= Exercise prompt =
Each entry has to be set down again with no alteration.

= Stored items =
════════════════

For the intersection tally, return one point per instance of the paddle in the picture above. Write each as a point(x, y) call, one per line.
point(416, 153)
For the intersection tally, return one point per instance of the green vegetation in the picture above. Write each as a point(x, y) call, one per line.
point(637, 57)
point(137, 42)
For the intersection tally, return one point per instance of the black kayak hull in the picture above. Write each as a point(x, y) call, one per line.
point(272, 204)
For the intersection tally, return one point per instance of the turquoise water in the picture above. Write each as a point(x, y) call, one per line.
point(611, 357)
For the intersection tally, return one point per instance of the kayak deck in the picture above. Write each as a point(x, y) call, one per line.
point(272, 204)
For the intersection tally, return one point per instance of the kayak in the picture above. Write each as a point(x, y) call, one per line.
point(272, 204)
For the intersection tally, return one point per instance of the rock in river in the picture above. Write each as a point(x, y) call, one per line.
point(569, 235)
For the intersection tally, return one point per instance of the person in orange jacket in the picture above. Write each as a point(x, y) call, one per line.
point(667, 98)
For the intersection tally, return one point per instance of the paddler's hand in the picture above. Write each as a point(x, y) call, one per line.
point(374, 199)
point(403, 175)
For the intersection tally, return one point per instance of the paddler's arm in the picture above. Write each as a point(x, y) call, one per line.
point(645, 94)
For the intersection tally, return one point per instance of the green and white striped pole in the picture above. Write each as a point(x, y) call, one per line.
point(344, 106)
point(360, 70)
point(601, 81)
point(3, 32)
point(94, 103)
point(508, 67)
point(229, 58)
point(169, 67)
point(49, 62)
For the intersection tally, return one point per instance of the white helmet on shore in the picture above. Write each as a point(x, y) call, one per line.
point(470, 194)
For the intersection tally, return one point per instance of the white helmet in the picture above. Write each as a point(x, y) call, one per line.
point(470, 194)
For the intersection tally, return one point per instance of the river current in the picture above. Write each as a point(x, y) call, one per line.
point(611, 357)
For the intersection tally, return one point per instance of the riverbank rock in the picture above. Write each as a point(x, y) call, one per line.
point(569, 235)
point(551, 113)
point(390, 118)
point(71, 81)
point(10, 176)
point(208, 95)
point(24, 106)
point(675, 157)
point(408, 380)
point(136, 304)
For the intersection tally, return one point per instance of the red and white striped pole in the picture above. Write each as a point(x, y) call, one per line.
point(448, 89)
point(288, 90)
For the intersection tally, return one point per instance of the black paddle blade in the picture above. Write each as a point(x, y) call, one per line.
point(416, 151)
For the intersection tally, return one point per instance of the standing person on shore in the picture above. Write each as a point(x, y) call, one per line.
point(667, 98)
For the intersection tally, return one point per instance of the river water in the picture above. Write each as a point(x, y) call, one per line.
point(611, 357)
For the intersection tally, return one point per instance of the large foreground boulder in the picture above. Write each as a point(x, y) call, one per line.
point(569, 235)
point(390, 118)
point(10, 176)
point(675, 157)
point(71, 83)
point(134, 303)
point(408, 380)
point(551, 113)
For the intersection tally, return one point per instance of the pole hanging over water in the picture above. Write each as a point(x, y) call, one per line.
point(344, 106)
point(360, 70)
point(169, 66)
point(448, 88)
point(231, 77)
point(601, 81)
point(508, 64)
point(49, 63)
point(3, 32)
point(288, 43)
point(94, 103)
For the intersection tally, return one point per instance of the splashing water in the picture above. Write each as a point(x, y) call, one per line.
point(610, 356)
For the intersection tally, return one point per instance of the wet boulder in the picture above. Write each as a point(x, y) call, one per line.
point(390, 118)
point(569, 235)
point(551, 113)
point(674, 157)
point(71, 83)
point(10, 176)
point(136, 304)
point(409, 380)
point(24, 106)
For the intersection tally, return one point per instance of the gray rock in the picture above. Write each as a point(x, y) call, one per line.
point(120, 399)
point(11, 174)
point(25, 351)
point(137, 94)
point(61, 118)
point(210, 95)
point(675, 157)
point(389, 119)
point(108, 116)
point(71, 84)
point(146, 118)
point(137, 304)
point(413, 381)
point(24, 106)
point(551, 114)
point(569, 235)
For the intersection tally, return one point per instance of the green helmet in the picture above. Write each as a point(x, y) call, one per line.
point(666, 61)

════════════════

= Output =
For the intersection tally, return one point per instance of the paddle in the picture above. Write each as a point(x, y) call, one per line.
point(416, 153)
For the intersection tally, return one point per instance of the green vegetation in the picture above. Write each as a point(x, y) call, one per line.
point(637, 57)
point(137, 42)
For the intersection tally, return one point per instance of the black kayak hull in the picture above. Write each as a point(x, y) call, one per line.
point(272, 204)
For the intersection tally, return one point per instance of the turquoise water in the picture above. Write each as a point(x, y) call, one per line.
point(611, 357)
For the intersection tally, return one point per instance of the kayak deck in the picture above. Write each as a point(x, y) call, one per line.
point(272, 204)
For the intersection tally, return one point per instance of the kayak in the picture above. Write each as a point(x, y) call, one per line.
point(272, 204)
For the intersection tally, return one point per instance of the rock in river in the picture above. Write each as a point(x, y) call, one per line.
point(569, 235)
For the intersection tally, return one point per instance of the person in orange jacket in the picture above. Write each as a point(x, y) call, one per line.
point(667, 98)
For the intersection tally, return one point per instance of the paddler's hand in the picture above. Write each as a point(x, y) call, one per line.
point(374, 199)
point(403, 175)
For the intersection tally, return one point per instance of the paddler's arm in the picture above. Write each as a point(x, y) call, one per line.
point(645, 94)
For the intersection tally, return one point per instance of the green and white striped pole in the picture above. Write each as a point(x, y) call, one per line.
point(344, 106)
point(360, 70)
point(601, 81)
point(3, 32)
point(94, 103)
point(508, 67)
point(229, 58)
point(169, 67)
point(49, 62)
For the intersection tally, return one point per instance of the white helmet on shore in the picture above. Write each as a point(x, y) call, one per line.
point(470, 194)
For the intersection tally, return one point per instance of the white helmet in the picture above. Write each as a point(x, y) call, one per line.
point(470, 194)
For the intersection tally, return one point per instance of the river current in the picture above. Write each as a point(x, y) call, one per line.
point(611, 357)
For the intersection tally, return one point per instance of the riverbank rock in the picture above. Write each as a point(x, y) call, one per line.
point(569, 235)
point(551, 113)
point(390, 118)
point(71, 81)
point(10, 176)
point(208, 95)
point(24, 106)
point(675, 157)
point(408, 380)
point(136, 304)
For the intersection tally, return one point per instance of the red and white striped pole in the picture above. Write each as a point(x, y) call, one per line.
point(448, 89)
point(288, 90)
For the intersection tally, return one point per instance of the black paddle blade in the picture above. Write each as a point(x, y) call, one per line.
point(416, 151)
For the intersection tally, return one point per instance of the standing person on shore in the picture above. Write each as a point(x, y) call, one per line.
point(667, 98)
For the intersection tally, return one point per instance of the river water in the picture above. Write each as a point(x, y) call, one per line.
point(611, 357)
For the intersection tally, return one point per instance of the large foreground boulder in the picture above. Write each as a point(x, y) call, one per line.
point(569, 235)
point(390, 118)
point(10, 176)
point(675, 157)
point(71, 83)
point(134, 303)
point(408, 380)
point(551, 113)
For the intersection tally, return one point per instance of the pole hanging over water in the picture above. Write each as a point(x, y) call, one per line.
point(344, 106)
point(360, 70)
point(169, 66)
point(448, 88)
point(231, 77)
point(601, 81)
point(508, 64)
point(49, 63)
point(3, 32)
point(288, 43)
point(94, 103)
For the intersection tally, return one point per instance of the splashing water in the picture above. Write each as a point(x, y) call, one per line.
point(610, 356)
For the intersection tally, return one point per instance of the wet boulder in the picture above. Write each as a point(x, y) call, one per line.
point(390, 118)
point(569, 235)
point(551, 113)
point(674, 157)
point(71, 83)
point(10, 176)
point(136, 304)
point(409, 380)
point(24, 106)
For the intersection tally, return one point per instance of the gray rock in the picture above. Write each as a point(x, y) call, one per line.
point(120, 399)
point(11, 174)
point(25, 351)
point(137, 94)
point(61, 118)
point(210, 95)
point(675, 157)
point(389, 119)
point(108, 116)
point(71, 84)
point(146, 118)
point(137, 304)
point(413, 381)
point(24, 106)
point(551, 114)
point(569, 235)
For the intersection tally, return one point per instance of the green helmet in the picture above. Write each as a point(x, y) call, one per line.
point(666, 61)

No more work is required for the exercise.